● Instruções do exercício
a) Indique se cada afirmação concorda com o trecho sobre o bônus dos servidores de Ilhabela, respondendo sim ou não e citando literalmente as palavras do trecho que decidem: (i) A Lei entra em vigor na data de sua publicação, com efeitos a partir de 1º de maio de 2015. (ii) O art. 128 da Constituição Estadual permite instituir vantagens por decreto. (iii) Os requisitos para receber o bônus são meros deveres funcionais inerentes a qualquer função pública.
b) Transcreva fielmente a parte do trecho sobre o bônus dos servidores de Ilhabela que vai de "II.     O PARÂMETRO" até "da Constituição Federal.", incluindo esta última passagem.
c) Prossiga com o trecho sobre o bônus dos servidores de Ilhabela a partir da última frase apresentada.

● Trecho da página
┄┄┄┄┄┄┄┄┄┄┄┄┄┄┄┄┄┄┄┄
Art. 7°. As despesas decorrentes da presente Lei serão suportadas pelas dotações próprias do orçamento vigente, suplementada se necessário.

Art. 8°. Esta Lei entrará em vigor na data de sua publicação, com efeitos a partir de 01 de maio de 2015.

(...)”.

II.     O PARÂMETRO DA FISCALIZAÇÃO ABSTRATA DE CONSTITUCIONALIDADE

Os dispositivos legais impugnados do Município de Estância Balneária de Ilhabela contrariam frontalmente a Constituição do Estado de São Paulo, à qual está subordinada a produção normativa municipal ante a previsão dos arts. 1º, 18, 29 e 31 da Constituição Federal.

        Referido ato normativo municipal é incompatível com os seguintes preceitos da Constituição Estadual, de observância obrigatória pelos Municípios por força de seu art. 144, verbis:

“Art. 111. A administração pública direta, indireta ou fundacional, de qualquer dos Poderes do Estado, obedecerá aos princípios de legalidade, impessoalidade, moralidade, publicidade, razoabilidade, finalidade, motivação, interesse público e eficiência.

(...)

Art. 128 – As vantagens de qualquer natureza só poderão ser instituídas por lei e quando atendam efetivamente ao interesse público e às exigências do serviço.

(...)

Art. 144 – Os Municípios, com autonomia política, legislativa, administrativa e financeira se auto-organizarão por lei orgânica, atendidos os princípios estabelecidos na Constituição Federal e nesta Constituição”.

Como é cediço, a instituição de vantagens pecuniárias para servidores públicos só se mostra legítima se realizada em conformidade com o interesse público e com as exigências do serviço, nos termos do art. 128 da Constituição do Estado, aplicável aos Municípios por força do art. 144 da mesma Carta.

         O bônus ora impugnado concedido aos servidores de Ilhabela não atende a nenhum interesse público e, tampouco, às exigências do serviço, porquanto os requisitos para o seu recebimento representam meros deveres funcionais inerentes ao exercício de qualquer função pública (arts. 2° e 5°, da Lei).
┄┄┄┄┄┄┄┄┄┄┄┄┄┄┄┄┄┄┄┄
● Registros fornecidos
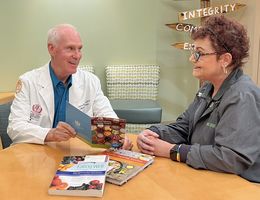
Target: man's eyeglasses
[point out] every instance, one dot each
(198, 54)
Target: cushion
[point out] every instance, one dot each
(137, 111)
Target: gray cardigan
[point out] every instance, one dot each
(220, 133)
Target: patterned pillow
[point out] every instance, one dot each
(132, 81)
(89, 68)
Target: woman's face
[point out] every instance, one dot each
(206, 67)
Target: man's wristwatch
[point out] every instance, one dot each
(175, 153)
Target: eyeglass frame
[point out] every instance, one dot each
(197, 54)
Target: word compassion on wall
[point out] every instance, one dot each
(182, 27)
(204, 12)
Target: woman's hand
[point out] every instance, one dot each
(148, 142)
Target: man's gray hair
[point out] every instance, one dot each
(53, 34)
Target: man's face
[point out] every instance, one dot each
(66, 53)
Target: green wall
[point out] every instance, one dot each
(113, 32)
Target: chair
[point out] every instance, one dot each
(132, 91)
(4, 114)
(89, 68)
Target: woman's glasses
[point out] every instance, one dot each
(197, 54)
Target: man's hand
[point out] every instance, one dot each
(128, 145)
(62, 132)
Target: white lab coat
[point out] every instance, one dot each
(32, 111)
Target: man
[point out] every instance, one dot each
(38, 110)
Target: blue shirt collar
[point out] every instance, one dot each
(55, 80)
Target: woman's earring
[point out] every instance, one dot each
(224, 68)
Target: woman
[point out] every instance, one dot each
(220, 130)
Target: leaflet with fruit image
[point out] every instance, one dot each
(101, 132)
(124, 165)
(80, 176)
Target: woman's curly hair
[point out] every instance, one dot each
(226, 35)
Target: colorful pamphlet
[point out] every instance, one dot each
(80, 176)
(124, 165)
(101, 132)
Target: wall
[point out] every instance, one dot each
(113, 32)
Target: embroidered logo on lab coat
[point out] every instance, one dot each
(35, 112)
(18, 86)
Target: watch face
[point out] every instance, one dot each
(173, 153)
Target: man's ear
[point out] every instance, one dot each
(51, 49)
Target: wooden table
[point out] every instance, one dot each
(6, 97)
(27, 170)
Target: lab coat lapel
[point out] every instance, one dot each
(46, 91)
(76, 91)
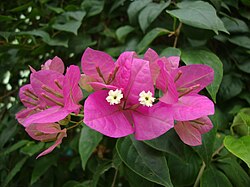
┄┄┄┄┄┄┄┄┄┄┄┄┄┄┄┄┄┄┄┄
● Respostas das tarefas
a)
(i) Sim: “Esta Lei entrará em vigor na data de sua publicação, com efeitos a partir de 01 de maio de 2015.”
(ii) Não: “As vantagens de qualquer natureza só poderão ser instituídas por lei”
(iii) Sim: “os requisitos para o seu recebimento representam meros deveres funcionais inerentes ao exercício de qualquer função pública”

b)
II.     O PARÂMETRO DA FISCALIZAÇÃO ABSTRATA DE CONSTITUCIONALIDADE

Os dispositivos legais impugnados do Município de Estância Balneária de Ilhabela contrariam frontalmente a Constituição do Estado de São Paulo, à qual está subordinada a produção normativa municipal ante a previsão dos arts. 1º, 18, 29 e 31 da Constituição Federal.

c)
Retrata simplesmente dispêndio público sem causa, o que desperta preocupação, como observa Wellington Pacheco Barros, verbis:

“Comungo com o pensamento político moderno de que uma das causas do inchaço da despesa pública é a remuneração com pessoal, que não raramente inviabiliza a tomada de decisões do agente político sobre investimentos de obras públicas de caráter benéfico à população. E uma das causas da despesa pública com pessoal é a atribuição indiscriminada pelo legislador de vantagens pecuniárias a servidor público sem que haja uma contraprestação de serviço e, o que é pior, com o rótulo de permanente e de efeito incorporador ao vencimento, elitizando a administração de existência de remunerações desproporcionais entre o maior e o menor vencimento de um cargo público” (O município e seus agentes, Porto Alegre: Livraria do Advogado, 2002, p. 128).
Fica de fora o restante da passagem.